Natural language region descriptions
□ □ □ □ □ □ □
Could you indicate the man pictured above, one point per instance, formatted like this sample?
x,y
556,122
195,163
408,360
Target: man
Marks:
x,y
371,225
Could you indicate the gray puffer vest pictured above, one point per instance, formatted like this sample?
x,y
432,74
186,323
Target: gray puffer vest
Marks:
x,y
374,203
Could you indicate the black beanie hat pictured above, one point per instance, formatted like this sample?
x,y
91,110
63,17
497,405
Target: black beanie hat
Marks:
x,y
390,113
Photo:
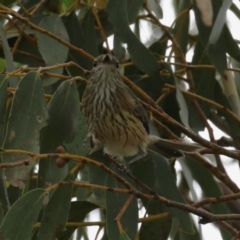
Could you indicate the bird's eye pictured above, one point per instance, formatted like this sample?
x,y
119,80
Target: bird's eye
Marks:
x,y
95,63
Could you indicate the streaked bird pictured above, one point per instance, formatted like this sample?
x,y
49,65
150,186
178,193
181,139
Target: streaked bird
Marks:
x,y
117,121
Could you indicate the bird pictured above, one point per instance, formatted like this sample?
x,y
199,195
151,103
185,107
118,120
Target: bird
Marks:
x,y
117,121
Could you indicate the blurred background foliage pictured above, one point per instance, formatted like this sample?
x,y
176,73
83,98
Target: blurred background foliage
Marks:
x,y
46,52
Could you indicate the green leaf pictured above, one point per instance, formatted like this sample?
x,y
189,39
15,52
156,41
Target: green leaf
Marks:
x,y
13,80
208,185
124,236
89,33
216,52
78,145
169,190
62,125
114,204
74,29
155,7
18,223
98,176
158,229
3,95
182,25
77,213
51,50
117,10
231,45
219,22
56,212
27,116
□ □ □ □ □ □ □
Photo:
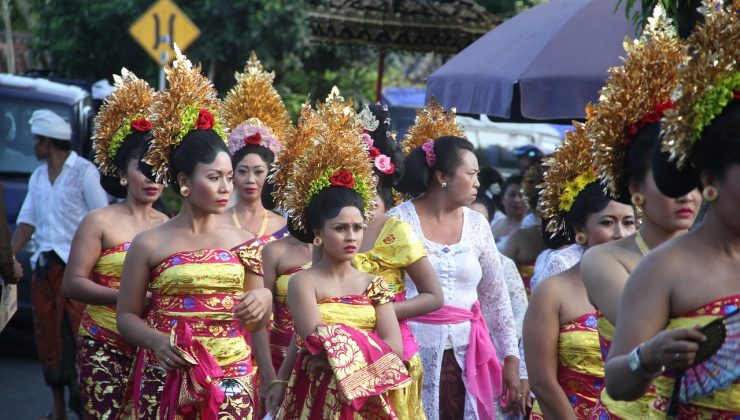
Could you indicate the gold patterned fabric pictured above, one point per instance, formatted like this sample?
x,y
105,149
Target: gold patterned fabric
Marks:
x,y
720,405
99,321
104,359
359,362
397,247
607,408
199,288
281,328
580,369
□ □ □ □ □ □ □
» Work instruction:
From the lines above, copy those that contain the word "gold".

» Output below:
Could you indicate the gold patterned fabric pictured above, one point per instance, formatted like this sample?
Target: gold patterned fabric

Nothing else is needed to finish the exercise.